#### 文档正文 ####

在 CustomizedLinear 类的 __init__ 函数里要特别注意参数注册成 parameter 的顺序，小编的经验可以告诉你，如果 mask 参数早于 weight 或 bias 注册的话，那就是品尝 bug 滋味的时候了。参数定义清楚并注册之后，记得要通过一些分布来初始化里面的数值。经过这么一大通修改后，我们就能得到一个可以输入遮罩 mask 的自定义层，并且在 backward 的时候避免更新那些被断开的权重。

实际模型的应用

算法实操中使用自定义遮罩稀疏神经网络的方法也非常直观，只要参数的顺序，初始化的过程，还有反向传播的机制设定没有问题，就能够用 CustomizedLinear 完全取代 nn.Linear 的功能，不多废话先上代码！

class Network(nn.Module):
    def __init__(self, in_size, out_size, ratio=[0, 0.5, 0]):
        super(Network, self).__init__()
        # self.fc1 = nn.Linear(in_size, 32)
        self.fc1 = CustomizedLinear(
            in_size, 32, mask=gen_mask(
            	in_size, 32, ratio[0]))
        self.bn1 = nn.BatchNorm1d(32)
        # self.fc2 = nn.Linear(32, 16)
        self.fc2 = CustomizedLinear(32, 16, 
        	mask=gen_mask(32, 16, ratio[1]))

####

* _练习_
A – 摘录正文中从“# self.fc1 = nn.Linear(in_size, 32)”起，一直到“in_size, 32, ratio[0]))”为止的全部文字。
B – 正文说，哪些设定只要没有问题，就能用 CustomizedLinear 完全取代 nn.Linear？请全部列出。
C – 把正文中以“在 CustomizedLinear 类的 __init__ 函数里”开头的段落改写成要点列表，保留主要信息。
这些记录在此不起任何作用。

#### 提取材料 ####

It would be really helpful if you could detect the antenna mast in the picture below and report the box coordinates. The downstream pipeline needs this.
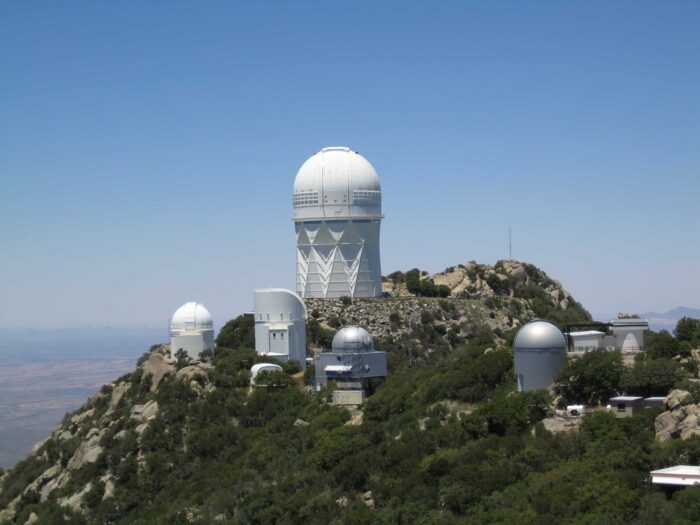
[508,226,513,261]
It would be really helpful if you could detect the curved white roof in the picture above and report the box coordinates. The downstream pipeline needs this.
[513,319,566,351]
[254,288,308,321]
[331,325,374,352]
[292,146,382,220]
[170,302,214,336]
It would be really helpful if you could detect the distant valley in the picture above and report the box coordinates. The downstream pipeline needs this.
[0,328,167,468]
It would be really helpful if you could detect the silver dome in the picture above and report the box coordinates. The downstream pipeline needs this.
[331,325,374,352]
[513,319,566,350]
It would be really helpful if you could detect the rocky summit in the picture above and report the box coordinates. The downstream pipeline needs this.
[0,261,700,525]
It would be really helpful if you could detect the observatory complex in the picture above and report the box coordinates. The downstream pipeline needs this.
[513,319,566,392]
[292,147,382,298]
[170,302,214,359]
[254,288,306,369]
[610,317,649,352]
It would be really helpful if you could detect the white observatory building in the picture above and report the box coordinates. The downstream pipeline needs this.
[513,319,567,392]
[316,325,387,386]
[253,288,307,369]
[170,302,214,359]
[292,147,382,298]
[610,317,649,352]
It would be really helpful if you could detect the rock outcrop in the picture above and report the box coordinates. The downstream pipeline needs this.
[0,345,214,523]
[654,390,700,441]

####

* _参考答案_
A –
# self.fc1 = nn.Linear(in_size, 32)
        self.fc1 = CustomizedLinear(
            in_size, 32, mask=gen_mask(
            	in_size, 32, ratio[0]))

B –
参数的顺序
初始化的过程
反向传播的机制设定

C –
- 在 CustomizedLinear 类的 __init__ 函数中，要注意参数注册成 parameter 的顺序。如果 mask 早于 weight 或 bias 注册，就会出 bug。
- 参数定义并注册之后，要通过一些分布来初始化其中的数值。
- 这样修改后，可得到一个能输入遮罩 mask 的自定义层，backward 时不会更新被断开的权重。